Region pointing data
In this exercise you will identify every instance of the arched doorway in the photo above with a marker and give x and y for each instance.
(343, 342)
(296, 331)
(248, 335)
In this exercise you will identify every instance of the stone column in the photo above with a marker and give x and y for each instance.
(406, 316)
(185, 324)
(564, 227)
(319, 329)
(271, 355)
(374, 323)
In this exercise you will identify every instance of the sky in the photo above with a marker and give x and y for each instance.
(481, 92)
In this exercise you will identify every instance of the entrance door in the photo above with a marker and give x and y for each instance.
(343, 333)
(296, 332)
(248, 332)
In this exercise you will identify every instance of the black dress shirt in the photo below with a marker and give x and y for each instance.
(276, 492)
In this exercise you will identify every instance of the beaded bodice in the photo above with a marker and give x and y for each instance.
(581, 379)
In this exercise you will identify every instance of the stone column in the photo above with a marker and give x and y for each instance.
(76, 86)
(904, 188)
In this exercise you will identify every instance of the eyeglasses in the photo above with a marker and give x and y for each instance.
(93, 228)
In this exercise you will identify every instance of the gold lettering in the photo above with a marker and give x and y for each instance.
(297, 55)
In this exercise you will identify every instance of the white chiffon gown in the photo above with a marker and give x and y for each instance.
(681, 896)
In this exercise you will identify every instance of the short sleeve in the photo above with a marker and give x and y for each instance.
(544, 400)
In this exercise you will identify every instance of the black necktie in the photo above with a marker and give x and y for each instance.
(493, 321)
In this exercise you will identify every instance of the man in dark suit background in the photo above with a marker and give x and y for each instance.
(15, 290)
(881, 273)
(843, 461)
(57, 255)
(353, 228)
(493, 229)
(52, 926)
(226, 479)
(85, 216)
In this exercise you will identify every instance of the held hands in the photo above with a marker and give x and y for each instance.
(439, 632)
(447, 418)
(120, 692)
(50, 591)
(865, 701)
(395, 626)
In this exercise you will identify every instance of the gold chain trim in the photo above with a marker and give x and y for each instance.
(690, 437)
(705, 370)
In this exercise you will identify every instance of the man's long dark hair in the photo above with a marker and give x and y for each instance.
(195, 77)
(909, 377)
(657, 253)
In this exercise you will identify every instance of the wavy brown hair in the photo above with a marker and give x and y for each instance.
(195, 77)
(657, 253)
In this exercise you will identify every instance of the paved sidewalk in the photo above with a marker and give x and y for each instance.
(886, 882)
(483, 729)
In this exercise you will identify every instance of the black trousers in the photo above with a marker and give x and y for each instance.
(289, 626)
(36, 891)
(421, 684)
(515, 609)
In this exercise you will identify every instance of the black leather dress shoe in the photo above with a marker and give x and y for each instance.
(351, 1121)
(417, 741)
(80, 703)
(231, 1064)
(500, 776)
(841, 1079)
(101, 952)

Brief: Output the full set of entries exactly as they were given.

Solution below:
In this exercise you will identify every instance of the arched doorway in the photo above with a marker and give x and y for each instance.
(343, 342)
(296, 331)
(248, 335)
In this exercise you will identify every instance of the stone column in the photo above with a marker and give x and y for each instance.
(406, 316)
(185, 324)
(564, 227)
(319, 329)
(271, 355)
(374, 323)
In this exercise you will identify every instance of the sky in the photo above with a marker and give x and y for each instance.
(481, 92)
In this exercise you will identify every instance of the entrance door in the photo above with a marker and give x and y for each instance.
(343, 333)
(296, 332)
(248, 332)
In this exercise you will identify every instance of the black dress shirt in the photo below with a marker and give x and y for each instance.
(276, 492)
In this exercise you will identify every instance of the beaded bodice in the photo above with a marker and give x and y for each instance.
(581, 379)
In this exercise you will identify every instance of the stone column in the photo above with a marker and give x and y for each instance.
(76, 86)
(904, 188)
In this exercise you will identify every instance of the eyeglasses in the photo above with a marker and give x and y for each instance.
(93, 228)
In this exercise you will identify every instance of the gold lettering in the photo above with a marker and give x and y for each instance.
(297, 55)
In this exercise you will identify every instance of the white chiffon gown in the photo above with a marker and give x and y for each instance.
(681, 896)
In this exercise you will identify every instance of the short sleeve in the photo above with a marker and give x and y for each instance.
(544, 400)
In this exercise you will identify every instance of the black necktie in the photo above with a marker and give x and y for each instance.
(493, 321)
In this exercise you will identify every instance of the man in dark suit background in the photo above with a marker and give x and y for each instance.
(15, 290)
(881, 273)
(843, 461)
(57, 255)
(353, 228)
(493, 229)
(52, 926)
(226, 479)
(85, 216)
In this exercise you will identify every instance of the held hands in the photo above with a marker and give x and y for each instance.
(439, 632)
(447, 418)
(120, 692)
(50, 591)
(865, 701)
(395, 626)
In this exercise you will identify every instance of the gold chain trim in the photo above with a marker and give x and y for each instance.
(690, 437)
(705, 370)
In this exercise you will identify every instance of the man's long dark hair in the photo above with a marker and give x and y for each instance.
(195, 77)
(909, 377)
(657, 253)
In this exercise you will identify every instance of the wavy brown hair in the photo above with a marker and give x and y for each instance.
(195, 77)
(657, 253)
In this exercise you will identify every instance of the paved sidewalk in the photo above with a marker and give x and y for each instance.
(886, 882)
(483, 729)
In this exercise you will identify every instance of the black trousers in the photo above with a marker and give x and y for each instance.
(289, 626)
(36, 891)
(421, 684)
(515, 609)
In this exercise you will identify every instance of the black leather dress shoe in the photo above with a marker and give x and y for each instance.
(351, 1121)
(417, 741)
(80, 703)
(231, 1064)
(500, 776)
(841, 1079)
(101, 952)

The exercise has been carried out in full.